### [Text passage]
═══

Like seriously, rocked to it's core.
Last night I sat and watched a documentary hosted by Half the Sky on PBS.
Believe me when I say I had no idea what awaited me.
The majority of stories revolved around sex trafficking and women's oppression in other countries.

Gabrielle Union said it best, "Education for them is a safe haven.  For a few hours a day they have a safe environment."

Can you imagine that? 
What we sometimes think of as a "break" from our kids for 6 hours a day to these children is the only peace and safe place they know for 5 days a week.
And that's if the family pays for the girls to receive an education.
Most don't believe girls should receive an education because they are lesser than men.
There were teenage girls working 6 days a week selling lottery tickets to pay for their own education.
Some were selling lottery tickets as a source of income for their family and when they weren't able to sell all of their tickets they would receive physical punishment at home.
They showed brothels filled with girls ages 7 and up who were used as sex slaves.
They were sold like pieces of clothing, to men.
They were beaten and abused.
Physically, mentally, and emotionally they were torn down and treated like objects rather than people.
That was sign #1.

Then this morning on my way to therapy the lady who drives me proceeded to tell me a story of something that happened to her on Sunday.
This lady heads up Operation Christmas Child at our church and on Sunday she traveled to pick up the shoe boxes we will be filling.  
When she got to said destination there was a speaker there who was a 24 year old Russian woman.
This same woman had received an Operation Christmas Child shoe box when she was just 12 years old and  living in an orphanage.
She expressed to her audience how much she treasured her shoe box as a little girl.
How she had always longed for hair clips but living in an orphanage had never had them, and how she had to keep her hair so short because the lice was uncontrollable at times in the orphanage.
She received hair clips in her shoe box, and even though her hair was short she put every.single.one in her hair.
How she wished she didn't have to share 1 toothbrush with 25 other children, and longed to brush her teeth more than once a week.
She received a toothbrush that year.
How she never felt loved in her whole.entire.life.
How she had never been hugged.
She was finally able to give a hug to the stuffed animal tucked inside her shoe box.
How the only noises you could hear at night were the creaking of the beds in the orphanage as the children would wrap their arms around themselves and rock themselves to sleep.

═══

### [Tasks for this exercise]
• 1. From the passage on the Half the Sky documentary and Operation Christmas Child, reproduce word for word the portion between "Gabrielle Union said" and "punishment at home.", inclusive.
• 2. Translate this sentence from the passage on the Half the Sky documentary and Operation Christmas Child into Spanish: "She received a toothbrush that year."
• 3. Extend the passage on the Half the Sky documentary and the orphanage shoe box, picking up right after its final sentence.
The items that follow have no connection to the passage above.

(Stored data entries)
═══

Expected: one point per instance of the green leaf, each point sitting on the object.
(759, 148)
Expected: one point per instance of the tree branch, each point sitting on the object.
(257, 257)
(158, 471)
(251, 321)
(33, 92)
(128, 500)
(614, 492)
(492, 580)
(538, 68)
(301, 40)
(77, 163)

═══

### [Answer set]
• 1.
Gabrielle Union said it best, "Education for them is a safe haven.  For a few hours a day they have a safe environment."

Can you imagine that? 
What we sometimes think of as a "break" from our kids for 6 hours a day to these children is the only peace and safe place they know for 5 days a week.
And that's if the family pays for the girls to receive an education.
Most don't believe girls should receive an education because they are lesser than men.
There were teenage girls working 6 days a week selling lottery tickets to pay for their own education.
Some were selling lottery tickets as a source of income for their family and when they weren't able to sell all of their tickets they would receive physical punishment at home.

• 2. Ella recibió un cepillo de dientes ese año.

• 3.
She thought it was truly amazing that somebody out there cared enough to send her this box.
She had never known love like that.
That was sign #2.

As I laid in my warm, clean, queen size, bed last night with hot tears streaming down my face I had a few thoughts and emotions running through me.
My biggest emotion was gratitude.
My children have three meals a day, they know where there next meal is coming from.
They know what it feels like to be hugged, to know home as a safe place, to know how love feels.
My kids have 2 different toothbrushes AND toothpaste because we have 2.5 bathrooms.
To my kids mom and dad are only known as protectors that will keep them away from anything harmful, not throw them out because they have shamed our family.
We have the resources to clothe them, feed them, take care of, and educate them.
Spiritually, mentally, emotionally, and physically we can meet these needs, and for that I am grateful.
These were my signs.
I've been taking for granted what is right in front of me.
On days when it seems like too much work, or I want to throw in the towel
I want to remember their smiley faces, their bright and happy eyes, and their childlike attitudes.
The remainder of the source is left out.